What the task asks :: Search the records for the string "rolled" and copy every line in which it appears.

Data for processing ::
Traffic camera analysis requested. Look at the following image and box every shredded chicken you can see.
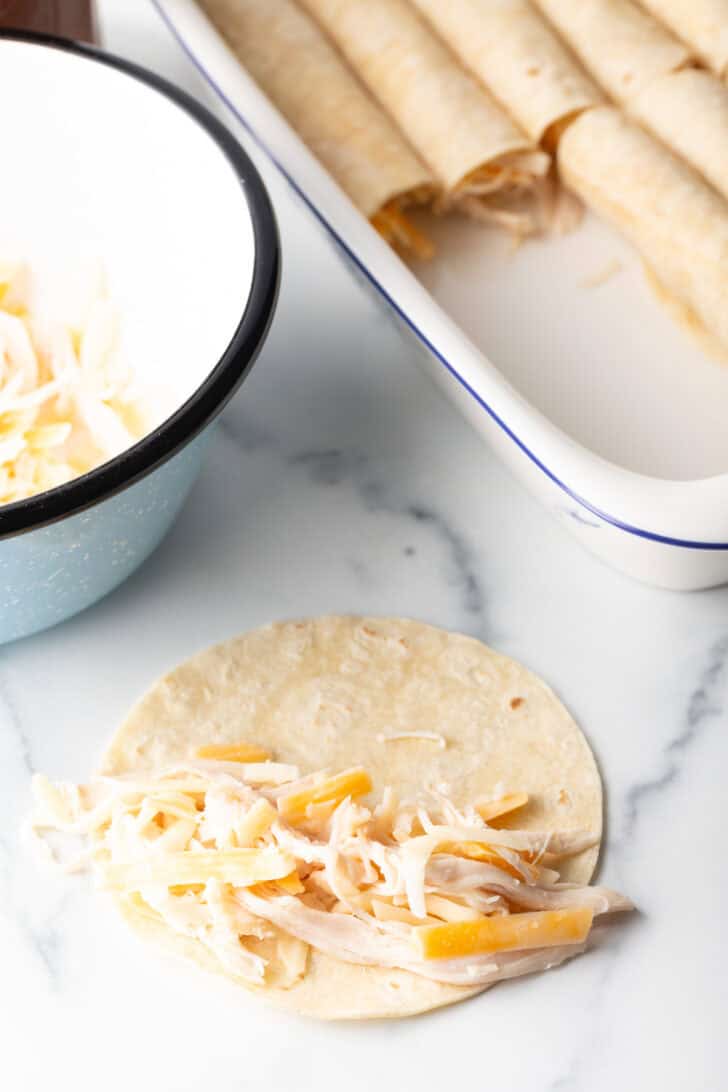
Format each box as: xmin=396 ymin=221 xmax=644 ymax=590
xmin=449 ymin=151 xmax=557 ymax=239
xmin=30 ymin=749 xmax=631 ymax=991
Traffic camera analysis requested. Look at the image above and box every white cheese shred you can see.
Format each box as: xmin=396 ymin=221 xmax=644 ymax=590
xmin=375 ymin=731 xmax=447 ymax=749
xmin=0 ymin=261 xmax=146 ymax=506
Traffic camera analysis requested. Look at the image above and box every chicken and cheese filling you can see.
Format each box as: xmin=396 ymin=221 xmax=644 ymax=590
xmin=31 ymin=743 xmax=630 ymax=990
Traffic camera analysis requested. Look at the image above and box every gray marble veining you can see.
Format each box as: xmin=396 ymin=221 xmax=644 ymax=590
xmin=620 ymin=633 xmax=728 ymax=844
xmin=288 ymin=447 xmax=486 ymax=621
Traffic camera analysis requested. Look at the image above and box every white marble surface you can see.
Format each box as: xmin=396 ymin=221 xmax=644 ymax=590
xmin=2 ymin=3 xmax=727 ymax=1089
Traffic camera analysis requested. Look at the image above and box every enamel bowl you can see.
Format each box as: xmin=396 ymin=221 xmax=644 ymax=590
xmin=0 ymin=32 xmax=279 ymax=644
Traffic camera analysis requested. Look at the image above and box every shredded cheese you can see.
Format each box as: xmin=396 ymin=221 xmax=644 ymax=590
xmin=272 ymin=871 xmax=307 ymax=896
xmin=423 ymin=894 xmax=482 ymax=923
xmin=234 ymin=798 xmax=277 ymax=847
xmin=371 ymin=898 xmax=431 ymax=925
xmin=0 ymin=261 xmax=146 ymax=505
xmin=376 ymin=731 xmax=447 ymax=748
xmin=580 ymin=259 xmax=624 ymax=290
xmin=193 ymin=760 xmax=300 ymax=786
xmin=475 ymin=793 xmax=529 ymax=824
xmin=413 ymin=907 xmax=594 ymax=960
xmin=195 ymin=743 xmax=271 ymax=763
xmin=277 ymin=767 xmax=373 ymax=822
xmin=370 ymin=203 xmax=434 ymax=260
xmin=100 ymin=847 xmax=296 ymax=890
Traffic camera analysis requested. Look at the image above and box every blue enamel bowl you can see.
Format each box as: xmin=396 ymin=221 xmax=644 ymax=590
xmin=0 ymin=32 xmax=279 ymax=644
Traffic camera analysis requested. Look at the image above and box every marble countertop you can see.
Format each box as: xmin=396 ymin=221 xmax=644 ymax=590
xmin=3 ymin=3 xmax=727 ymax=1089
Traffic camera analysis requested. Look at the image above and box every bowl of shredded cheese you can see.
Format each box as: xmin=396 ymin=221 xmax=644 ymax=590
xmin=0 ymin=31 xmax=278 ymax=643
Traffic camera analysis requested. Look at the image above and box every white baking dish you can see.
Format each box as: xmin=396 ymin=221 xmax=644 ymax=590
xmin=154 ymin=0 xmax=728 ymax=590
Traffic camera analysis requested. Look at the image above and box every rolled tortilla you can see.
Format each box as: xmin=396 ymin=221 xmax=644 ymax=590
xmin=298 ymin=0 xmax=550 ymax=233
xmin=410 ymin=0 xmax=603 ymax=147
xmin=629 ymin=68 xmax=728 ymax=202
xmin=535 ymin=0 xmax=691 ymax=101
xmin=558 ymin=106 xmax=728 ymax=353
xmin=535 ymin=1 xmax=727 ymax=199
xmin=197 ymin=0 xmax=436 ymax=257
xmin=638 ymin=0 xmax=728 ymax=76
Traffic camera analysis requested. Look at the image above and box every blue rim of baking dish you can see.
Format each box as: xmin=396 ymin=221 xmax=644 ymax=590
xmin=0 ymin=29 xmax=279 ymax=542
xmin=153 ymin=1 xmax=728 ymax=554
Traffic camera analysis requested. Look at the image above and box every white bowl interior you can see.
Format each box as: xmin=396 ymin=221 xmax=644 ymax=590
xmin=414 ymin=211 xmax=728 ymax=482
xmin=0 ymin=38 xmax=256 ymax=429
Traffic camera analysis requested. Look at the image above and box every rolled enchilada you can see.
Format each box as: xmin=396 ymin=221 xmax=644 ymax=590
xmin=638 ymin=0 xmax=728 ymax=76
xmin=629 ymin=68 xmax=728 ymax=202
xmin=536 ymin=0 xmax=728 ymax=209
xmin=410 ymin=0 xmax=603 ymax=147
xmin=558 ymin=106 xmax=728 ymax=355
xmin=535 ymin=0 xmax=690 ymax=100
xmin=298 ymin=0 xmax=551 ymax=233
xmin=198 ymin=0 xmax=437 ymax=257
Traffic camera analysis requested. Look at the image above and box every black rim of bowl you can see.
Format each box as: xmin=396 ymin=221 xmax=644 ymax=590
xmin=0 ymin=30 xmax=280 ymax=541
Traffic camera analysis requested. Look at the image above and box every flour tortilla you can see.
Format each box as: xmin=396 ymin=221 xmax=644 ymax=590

Task output ::
Traffic camera analysis requested. Look at the image above and box every rolled tortilla you can see.
Traffic camera analysis requested. Look at the image above and box every rolled enchilada you can see.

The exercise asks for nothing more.